• _Fragmento seleccionado_

Uno de los múltiples dardos envenenados que lanzó Berlanga contra España se titula Patrimonio nacional (1980). Por desgracia, ese mismo patrimonio ha intentado apropiarse del gran director. Berlanga, siempre inconformista, nunca encajó muy bien en eso de 'lo nacional'. A veces, lo veían como demasiado español y por lo tanto intraducible (esto explicaría su fracaso en el extranjero), y otras veces le denunciaban como “un mal español”, según una perla antológica del mismísimo Franco.
Desentonar es el registro de Berlanga. Mientras cineastas como Fellini o Kurosawa aparecen como figuras universales, aunque identificadas con sus países de origen, a Berlanga, cuyo vínculo con España es íntimo pero incómodo, se le conoce poco fuera. De Berlanga se ha dicho que no es exportable por dos razones. Una de ellas es el caos, la magnífica cacofonía coral y la verbosidad disonante, que reinan en sus extraordinarios planos-secuencia, dificultando el subtitulado o el doblaje. La otra es el hecho de ser él uno de los exponentes más corrosivos de una tradición humorística autóctona. O sea, que no hay extranjero que lo entienda. En mi opinión, ninguna de estas razones se sostiene, aun cuando las dos son síntomas de una característica fundamental de la obra de Berlanga: su exceso o su desmesura que exceden lo canónico. Eso sí es berlanguiano.

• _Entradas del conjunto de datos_
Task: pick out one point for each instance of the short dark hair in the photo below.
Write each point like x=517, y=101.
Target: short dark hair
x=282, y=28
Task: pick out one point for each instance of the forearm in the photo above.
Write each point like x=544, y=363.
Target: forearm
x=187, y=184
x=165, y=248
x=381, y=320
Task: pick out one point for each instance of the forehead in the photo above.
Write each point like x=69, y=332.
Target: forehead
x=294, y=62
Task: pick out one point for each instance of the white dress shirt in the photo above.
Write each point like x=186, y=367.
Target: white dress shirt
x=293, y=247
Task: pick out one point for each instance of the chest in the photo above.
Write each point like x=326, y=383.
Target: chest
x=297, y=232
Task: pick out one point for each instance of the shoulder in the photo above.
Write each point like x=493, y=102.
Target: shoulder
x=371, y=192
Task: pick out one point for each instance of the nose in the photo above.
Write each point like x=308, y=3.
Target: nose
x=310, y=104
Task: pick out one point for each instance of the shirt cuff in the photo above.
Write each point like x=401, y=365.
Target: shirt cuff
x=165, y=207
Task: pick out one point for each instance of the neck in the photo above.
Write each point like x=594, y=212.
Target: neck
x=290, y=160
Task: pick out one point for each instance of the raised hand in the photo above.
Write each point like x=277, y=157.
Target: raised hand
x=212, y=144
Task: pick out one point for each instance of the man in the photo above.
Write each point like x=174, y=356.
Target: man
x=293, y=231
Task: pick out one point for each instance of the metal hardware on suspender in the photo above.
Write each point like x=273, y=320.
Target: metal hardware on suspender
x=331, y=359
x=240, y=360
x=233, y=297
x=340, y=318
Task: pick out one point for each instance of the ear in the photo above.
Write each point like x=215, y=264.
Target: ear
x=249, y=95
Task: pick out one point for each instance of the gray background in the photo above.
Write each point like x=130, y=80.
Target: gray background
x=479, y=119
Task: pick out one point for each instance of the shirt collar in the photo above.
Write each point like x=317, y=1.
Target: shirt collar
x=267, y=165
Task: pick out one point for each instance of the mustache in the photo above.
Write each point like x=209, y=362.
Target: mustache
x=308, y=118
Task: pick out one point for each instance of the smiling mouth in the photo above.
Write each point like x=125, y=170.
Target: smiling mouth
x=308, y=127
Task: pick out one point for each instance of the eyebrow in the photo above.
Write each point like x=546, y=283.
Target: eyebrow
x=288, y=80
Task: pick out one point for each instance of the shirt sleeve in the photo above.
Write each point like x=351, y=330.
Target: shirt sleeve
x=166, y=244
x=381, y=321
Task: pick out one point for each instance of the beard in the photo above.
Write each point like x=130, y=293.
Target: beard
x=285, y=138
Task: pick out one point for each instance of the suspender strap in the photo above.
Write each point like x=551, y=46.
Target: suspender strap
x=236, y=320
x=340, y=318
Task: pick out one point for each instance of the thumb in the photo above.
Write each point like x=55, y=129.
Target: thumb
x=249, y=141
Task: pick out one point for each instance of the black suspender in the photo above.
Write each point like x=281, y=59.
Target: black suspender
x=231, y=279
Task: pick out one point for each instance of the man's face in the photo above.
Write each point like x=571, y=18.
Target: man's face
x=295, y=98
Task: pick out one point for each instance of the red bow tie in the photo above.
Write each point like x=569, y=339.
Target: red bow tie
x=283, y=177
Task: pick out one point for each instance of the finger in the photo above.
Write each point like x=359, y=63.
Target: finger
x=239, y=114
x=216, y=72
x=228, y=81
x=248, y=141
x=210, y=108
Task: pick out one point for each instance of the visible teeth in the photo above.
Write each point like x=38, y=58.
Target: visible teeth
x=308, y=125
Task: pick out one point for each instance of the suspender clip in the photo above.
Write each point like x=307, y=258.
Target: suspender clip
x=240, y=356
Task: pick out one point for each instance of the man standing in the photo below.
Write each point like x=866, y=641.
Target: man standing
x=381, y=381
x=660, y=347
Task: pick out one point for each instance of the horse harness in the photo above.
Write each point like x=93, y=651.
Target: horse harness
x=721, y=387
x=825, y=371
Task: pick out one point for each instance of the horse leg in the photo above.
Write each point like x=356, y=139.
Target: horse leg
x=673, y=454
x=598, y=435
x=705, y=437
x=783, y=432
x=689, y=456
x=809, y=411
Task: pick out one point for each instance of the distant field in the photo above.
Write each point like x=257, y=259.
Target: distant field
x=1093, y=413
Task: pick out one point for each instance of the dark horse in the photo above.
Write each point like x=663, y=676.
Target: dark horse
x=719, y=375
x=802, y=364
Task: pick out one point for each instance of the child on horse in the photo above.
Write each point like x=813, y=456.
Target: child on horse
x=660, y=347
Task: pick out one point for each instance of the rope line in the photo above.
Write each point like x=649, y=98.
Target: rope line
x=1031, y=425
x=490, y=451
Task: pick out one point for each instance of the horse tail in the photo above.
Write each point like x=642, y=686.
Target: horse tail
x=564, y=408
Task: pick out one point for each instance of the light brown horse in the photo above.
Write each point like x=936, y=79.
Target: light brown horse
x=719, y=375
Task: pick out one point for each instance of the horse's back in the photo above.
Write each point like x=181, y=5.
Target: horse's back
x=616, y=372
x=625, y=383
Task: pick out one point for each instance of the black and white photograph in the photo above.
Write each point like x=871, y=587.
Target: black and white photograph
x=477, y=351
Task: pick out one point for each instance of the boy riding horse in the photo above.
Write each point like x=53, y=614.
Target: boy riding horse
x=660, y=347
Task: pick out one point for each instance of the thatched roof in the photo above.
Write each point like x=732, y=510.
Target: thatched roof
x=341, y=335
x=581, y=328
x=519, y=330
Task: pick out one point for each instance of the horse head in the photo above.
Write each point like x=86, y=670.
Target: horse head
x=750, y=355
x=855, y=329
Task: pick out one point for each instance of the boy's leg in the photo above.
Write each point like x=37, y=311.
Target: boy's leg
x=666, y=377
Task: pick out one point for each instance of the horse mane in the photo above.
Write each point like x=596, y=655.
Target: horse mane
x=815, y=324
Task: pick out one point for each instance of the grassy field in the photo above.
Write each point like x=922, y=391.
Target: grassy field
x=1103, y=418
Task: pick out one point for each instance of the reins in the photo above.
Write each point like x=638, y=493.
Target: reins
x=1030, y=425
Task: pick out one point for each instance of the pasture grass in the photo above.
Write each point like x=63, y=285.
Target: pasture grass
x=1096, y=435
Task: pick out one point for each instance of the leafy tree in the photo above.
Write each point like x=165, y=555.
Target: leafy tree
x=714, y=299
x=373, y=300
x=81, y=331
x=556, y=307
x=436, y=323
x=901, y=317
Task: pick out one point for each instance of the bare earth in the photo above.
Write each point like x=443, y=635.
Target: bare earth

• _Enunciado de la tarea_
Resume en dos oraciones el fragmento seleccionado sobre Berlanga. Las entradas proceden de una fuente distinta a la del fragmento seleccionado.

• _Respuesta_
Berlanga, que lanzó contra España dardos como Patrimonio nacional (1980), nunca encajó en "lo nacional": a veces lo veían como demasiado español y, por lo tanto, intraducible, y Franco llegó a denunciarlo como "un mal español". Se dice que no es exportable por el caos sonoro de sus planos-secuencia, que dificulta el subtitulado o el doblaje, y por su humor autóctono, pero el fragmento sostiene que ninguna de estas razones se sostiene y que ambas son síntomas de la desmesura propia de su obra.